- EXERCISE GOAL -
Set down each entry from the block beneath, exactly as written.

[Pointing records]
--------------------------------------------------

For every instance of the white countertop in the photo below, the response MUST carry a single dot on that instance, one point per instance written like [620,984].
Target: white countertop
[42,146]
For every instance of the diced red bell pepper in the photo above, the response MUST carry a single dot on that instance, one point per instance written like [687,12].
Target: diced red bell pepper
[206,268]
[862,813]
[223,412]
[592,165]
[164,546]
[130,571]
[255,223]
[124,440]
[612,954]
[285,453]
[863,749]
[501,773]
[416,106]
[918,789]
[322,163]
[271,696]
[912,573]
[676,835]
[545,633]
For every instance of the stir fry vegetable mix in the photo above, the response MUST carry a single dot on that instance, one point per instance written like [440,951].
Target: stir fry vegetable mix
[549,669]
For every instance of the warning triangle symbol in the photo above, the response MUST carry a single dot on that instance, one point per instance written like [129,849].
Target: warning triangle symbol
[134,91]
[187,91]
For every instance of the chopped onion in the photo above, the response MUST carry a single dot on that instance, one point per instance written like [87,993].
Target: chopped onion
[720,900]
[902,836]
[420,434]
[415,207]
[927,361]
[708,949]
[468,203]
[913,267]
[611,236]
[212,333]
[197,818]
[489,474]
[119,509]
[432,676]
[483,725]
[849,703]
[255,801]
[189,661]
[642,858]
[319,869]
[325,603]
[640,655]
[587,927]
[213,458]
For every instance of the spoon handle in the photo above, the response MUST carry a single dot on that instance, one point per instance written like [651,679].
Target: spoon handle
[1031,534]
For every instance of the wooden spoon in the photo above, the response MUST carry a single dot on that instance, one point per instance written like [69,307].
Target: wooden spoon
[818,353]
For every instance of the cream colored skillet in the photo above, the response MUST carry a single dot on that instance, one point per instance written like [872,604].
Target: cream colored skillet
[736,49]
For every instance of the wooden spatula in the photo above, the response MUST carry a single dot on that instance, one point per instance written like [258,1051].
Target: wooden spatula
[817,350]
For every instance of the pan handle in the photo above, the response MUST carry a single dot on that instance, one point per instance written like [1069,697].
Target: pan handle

--------------------------------------------------

- REPLY TO THE TASK -
For every instance of the white countertop in the photo below, the response MUST carry a single dot on that instance, one point per instance written like [620,984].
Target: white countertop
[42,146]
For every instance of the diced red bell pepper in the photo above, the response MUST carry a single dot on that instance, one point per instance written like [687,12].
Target: diced red bell pepper
[206,268]
[862,813]
[223,412]
[592,165]
[164,546]
[130,571]
[255,223]
[124,440]
[612,954]
[285,453]
[863,749]
[501,773]
[416,106]
[918,789]
[322,163]
[271,696]
[912,573]
[676,835]
[545,633]
For every instance of the stir fry vegetable mix in the photo above, the response MUST carry a single dot on that instance, one point per instance written like [440,951].
Target: stir fry vegetable mix
[549,669]
For every instance of the warning triangle symbol in the photo above, the response MUST carry a single dot on that instance, one point per instance written like [129,849].
Target: warning triangle symbol
[134,91]
[187,91]
For every instance of the chopped onion in the photo above, the response MUST carry a single dot on that instance, one point per instance written like [87,993].
Target: chopped onion
[720,900]
[902,836]
[420,434]
[415,207]
[927,361]
[708,949]
[468,203]
[913,267]
[611,236]
[212,333]
[197,818]
[489,474]
[119,509]
[432,676]
[483,725]
[849,703]
[255,801]
[189,661]
[642,858]
[319,869]
[325,603]
[640,655]
[587,927]
[213,458]
For every instance of the spoon handle in the photo above, the response MUST carry a single dot on that instance, one point per instance written like [651,679].
Target: spoon handle
[1031,534]
For every instance of the wooden spoon in the photo above, the response MUST carry a single dot on that instance, one point per instance written like [69,307].
Target: wooden spoon
[818,353]
For every instance of the cream colored skillet in the photo above, the response MUST carry a single dot on that instance, one point per instance written like [872,604].
Target: cream colored skillet
[736,49]
For every instance of the wooden spatula in the photo above, the response MUST carry a single dot on that instance, one point per instance written like [258,1051].
Target: wooden spatula
[817,350]
For every instance of the pan handle in the photo above, the response MUST carry a single dot on that instance, one point per instance written like [1069,697].
Target: pan handle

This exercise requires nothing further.